Records for this exercise Start Marker

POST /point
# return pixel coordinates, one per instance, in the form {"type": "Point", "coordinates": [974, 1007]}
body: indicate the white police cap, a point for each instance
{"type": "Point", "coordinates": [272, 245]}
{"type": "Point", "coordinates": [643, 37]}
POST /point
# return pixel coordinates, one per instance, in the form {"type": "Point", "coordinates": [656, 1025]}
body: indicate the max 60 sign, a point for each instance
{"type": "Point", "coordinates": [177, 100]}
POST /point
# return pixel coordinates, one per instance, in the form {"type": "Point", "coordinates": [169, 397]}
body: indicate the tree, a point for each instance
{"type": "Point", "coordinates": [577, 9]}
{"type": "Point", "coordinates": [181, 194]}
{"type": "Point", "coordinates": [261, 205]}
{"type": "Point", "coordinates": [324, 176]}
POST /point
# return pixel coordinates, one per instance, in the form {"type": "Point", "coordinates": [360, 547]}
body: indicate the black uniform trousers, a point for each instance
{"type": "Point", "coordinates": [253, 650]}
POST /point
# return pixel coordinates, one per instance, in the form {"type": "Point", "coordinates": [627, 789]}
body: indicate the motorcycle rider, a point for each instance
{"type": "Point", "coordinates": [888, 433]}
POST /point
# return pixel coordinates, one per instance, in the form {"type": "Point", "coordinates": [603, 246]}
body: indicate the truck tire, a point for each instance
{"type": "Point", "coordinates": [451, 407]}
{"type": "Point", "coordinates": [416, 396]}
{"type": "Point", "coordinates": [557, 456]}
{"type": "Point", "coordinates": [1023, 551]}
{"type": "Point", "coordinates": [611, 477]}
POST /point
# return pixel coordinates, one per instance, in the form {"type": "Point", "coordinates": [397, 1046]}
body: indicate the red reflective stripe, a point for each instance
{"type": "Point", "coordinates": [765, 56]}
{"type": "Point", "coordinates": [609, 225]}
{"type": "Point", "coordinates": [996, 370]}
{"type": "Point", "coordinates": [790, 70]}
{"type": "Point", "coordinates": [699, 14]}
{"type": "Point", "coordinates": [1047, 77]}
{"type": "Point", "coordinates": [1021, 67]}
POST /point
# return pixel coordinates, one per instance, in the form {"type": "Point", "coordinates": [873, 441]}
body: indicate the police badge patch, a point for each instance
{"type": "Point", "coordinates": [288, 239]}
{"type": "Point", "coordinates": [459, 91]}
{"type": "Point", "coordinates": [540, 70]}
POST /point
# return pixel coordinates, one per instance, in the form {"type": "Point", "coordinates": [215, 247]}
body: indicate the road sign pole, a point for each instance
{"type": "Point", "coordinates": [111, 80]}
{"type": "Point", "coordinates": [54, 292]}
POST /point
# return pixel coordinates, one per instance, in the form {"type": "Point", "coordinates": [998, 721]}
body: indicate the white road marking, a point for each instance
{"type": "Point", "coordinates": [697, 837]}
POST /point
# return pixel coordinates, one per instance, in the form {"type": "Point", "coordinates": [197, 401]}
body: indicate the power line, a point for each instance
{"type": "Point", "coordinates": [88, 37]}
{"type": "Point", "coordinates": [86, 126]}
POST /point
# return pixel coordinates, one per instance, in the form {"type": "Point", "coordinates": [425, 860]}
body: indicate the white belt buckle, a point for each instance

Records for this exercise End Marker

**Exercise:** Repeat back the material above verbatim, including every line.

**Answer section:**
POST /point
# return pixel coordinates, one per instance, in the form {"type": "Point", "coordinates": [974, 1007]}
body: indicate the white police cap, a point for each instance
{"type": "Point", "coordinates": [272, 245]}
{"type": "Point", "coordinates": [643, 37]}
POST /point
# return pixel coordinates, one per instance, in the form {"type": "Point", "coordinates": [656, 1025]}
body: indicate the max 60 sign, a point for each instance
{"type": "Point", "coordinates": [177, 100]}
POST /point
# return pixel coordinates, one per instance, in the form {"type": "Point", "coordinates": [169, 397]}
body: indicate the tree, a point for each instance
{"type": "Point", "coordinates": [577, 9]}
{"type": "Point", "coordinates": [181, 194]}
{"type": "Point", "coordinates": [261, 205]}
{"type": "Point", "coordinates": [324, 176]}
POST /point
# return pixel coordinates, one per instance, in the form {"type": "Point", "coordinates": [360, 547]}
body: indicate the black uniform trousers, a point for each instance
{"type": "Point", "coordinates": [253, 650]}
POST /point
# return pixel coordinates, one per instance, in the form {"type": "Point", "coordinates": [627, 789]}
body: indicate the motorcycle rider, a point for each instance
{"type": "Point", "coordinates": [888, 433]}
POST /point
# return pixel coordinates, one per instance, in the form {"type": "Point", "coordinates": [603, 246]}
body: indicate the truck tire, a point for each instance
{"type": "Point", "coordinates": [451, 407]}
{"type": "Point", "coordinates": [416, 396]}
{"type": "Point", "coordinates": [557, 456]}
{"type": "Point", "coordinates": [1023, 551]}
{"type": "Point", "coordinates": [611, 477]}
POST /point
# return pixel coordinates, one per instance, in the form {"type": "Point", "coordinates": [397, 1046]}
body: indicate the red reflective stripe, a point for each instance
{"type": "Point", "coordinates": [765, 56]}
{"type": "Point", "coordinates": [609, 225]}
{"type": "Point", "coordinates": [996, 370]}
{"type": "Point", "coordinates": [790, 70]}
{"type": "Point", "coordinates": [699, 14]}
{"type": "Point", "coordinates": [1047, 77]}
{"type": "Point", "coordinates": [1021, 67]}
POST /point
# return pixel coordinates, one per instance, in the form {"type": "Point", "coordinates": [873, 441]}
body: indicate the police badge patch, a point for each instance
{"type": "Point", "coordinates": [288, 239]}
{"type": "Point", "coordinates": [459, 91]}
{"type": "Point", "coordinates": [540, 70]}
POST /point
# return pixel coordinates, one per instance, in the form {"type": "Point", "coordinates": [215, 247]}
body: indicate the road sign pole, a point for each instance
{"type": "Point", "coordinates": [111, 80]}
{"type": "Point", "coordinates": [54, 292]}
POST /point
# return pixel coordinates, one per instance, in the form {"type": "Point", "coordinates": [998, 721]}
body: indicate the white road marking, a point for each instance
{"type": "Point", "coordinates": [697, 837]}
POST /point
# return pixel coordinates, one per instance, in the form {"type": "Point", "coordinates": [197, 401]}
body: indicate the power line, a point for each instance
{"type": "Point", "coordinates": [88, 37]}
{"type": "Point", "coordinates": [86, 126]}
POST /point
# return pixel coordinates, one per instance, in the form {"type": "Point", "coordinates": [425, 860]}
body: indicate the white belt buckle, a point for each instance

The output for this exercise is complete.